* Problem to work on: Copy out the items below, from the line containing "Kindly outline every instance of the wooden" through the end of the items, with the requests included. Shift every pixel coordinate in the outlines by adding 89 to it.

Saved entries:
####################
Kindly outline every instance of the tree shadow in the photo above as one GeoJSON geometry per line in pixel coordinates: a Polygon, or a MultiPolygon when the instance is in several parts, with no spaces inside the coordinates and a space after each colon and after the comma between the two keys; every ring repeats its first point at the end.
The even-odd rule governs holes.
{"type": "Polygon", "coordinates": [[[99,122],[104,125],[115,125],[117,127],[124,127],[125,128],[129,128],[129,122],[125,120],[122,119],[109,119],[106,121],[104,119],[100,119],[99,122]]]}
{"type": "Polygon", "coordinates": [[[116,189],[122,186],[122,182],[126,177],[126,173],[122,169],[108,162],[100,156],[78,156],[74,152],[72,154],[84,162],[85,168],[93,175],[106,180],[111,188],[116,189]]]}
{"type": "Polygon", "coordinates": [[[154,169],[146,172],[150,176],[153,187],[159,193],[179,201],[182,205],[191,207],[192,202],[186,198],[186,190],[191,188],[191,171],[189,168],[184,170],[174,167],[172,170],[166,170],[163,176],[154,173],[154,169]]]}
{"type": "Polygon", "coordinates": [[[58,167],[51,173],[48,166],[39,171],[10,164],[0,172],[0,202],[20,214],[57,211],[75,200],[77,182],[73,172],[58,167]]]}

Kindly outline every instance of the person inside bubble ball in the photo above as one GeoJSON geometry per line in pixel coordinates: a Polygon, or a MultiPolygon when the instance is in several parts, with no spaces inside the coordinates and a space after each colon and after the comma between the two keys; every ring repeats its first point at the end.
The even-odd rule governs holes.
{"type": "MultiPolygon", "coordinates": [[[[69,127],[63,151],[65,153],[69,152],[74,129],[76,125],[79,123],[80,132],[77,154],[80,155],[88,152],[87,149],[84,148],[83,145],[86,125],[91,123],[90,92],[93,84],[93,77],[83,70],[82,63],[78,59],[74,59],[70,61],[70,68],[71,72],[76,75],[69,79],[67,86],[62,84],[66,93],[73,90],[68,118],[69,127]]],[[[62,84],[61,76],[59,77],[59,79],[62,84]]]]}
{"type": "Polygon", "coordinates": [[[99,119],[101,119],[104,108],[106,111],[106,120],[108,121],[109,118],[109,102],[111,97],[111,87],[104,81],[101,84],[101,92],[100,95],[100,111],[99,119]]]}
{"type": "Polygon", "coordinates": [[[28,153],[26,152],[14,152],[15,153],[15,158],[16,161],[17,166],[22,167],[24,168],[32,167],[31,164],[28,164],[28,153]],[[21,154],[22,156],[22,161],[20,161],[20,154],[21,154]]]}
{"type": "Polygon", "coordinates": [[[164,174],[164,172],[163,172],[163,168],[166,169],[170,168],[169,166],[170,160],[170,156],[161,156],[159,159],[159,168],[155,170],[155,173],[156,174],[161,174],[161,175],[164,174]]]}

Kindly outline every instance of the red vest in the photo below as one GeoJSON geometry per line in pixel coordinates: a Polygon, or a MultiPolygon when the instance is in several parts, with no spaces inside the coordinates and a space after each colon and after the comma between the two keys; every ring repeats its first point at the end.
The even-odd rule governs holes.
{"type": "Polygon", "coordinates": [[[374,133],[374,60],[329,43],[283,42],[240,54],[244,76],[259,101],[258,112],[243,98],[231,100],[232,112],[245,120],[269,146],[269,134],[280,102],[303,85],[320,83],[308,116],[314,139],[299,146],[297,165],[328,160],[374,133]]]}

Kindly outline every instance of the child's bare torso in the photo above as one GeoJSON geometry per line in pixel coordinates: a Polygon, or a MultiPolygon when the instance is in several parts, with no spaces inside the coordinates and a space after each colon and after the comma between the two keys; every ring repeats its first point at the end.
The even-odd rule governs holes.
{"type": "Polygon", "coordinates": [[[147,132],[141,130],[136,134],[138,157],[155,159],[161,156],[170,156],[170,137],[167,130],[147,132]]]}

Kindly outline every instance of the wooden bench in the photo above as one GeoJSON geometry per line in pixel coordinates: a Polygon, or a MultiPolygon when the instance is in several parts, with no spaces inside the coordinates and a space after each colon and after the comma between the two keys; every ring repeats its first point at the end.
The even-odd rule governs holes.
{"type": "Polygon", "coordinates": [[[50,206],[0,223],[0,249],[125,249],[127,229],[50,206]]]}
####################
* Solution:
Kindly outline every instance of the wooden bench in the photo above as one GeoJSON geometry per line in pixel coordinates: a Polygon, or a MultiPolygon when the instance is in several parts, with no spaces inside the coordinates and a space after each colon and after the comma between the two keys; every ring repeats its first point at the end.
The even-odd rule governs holes.
{"type": "Polygon", "coordinates": [[[139,295],[89,312],[89,338],[214,338],[216,318],[139,295]]]}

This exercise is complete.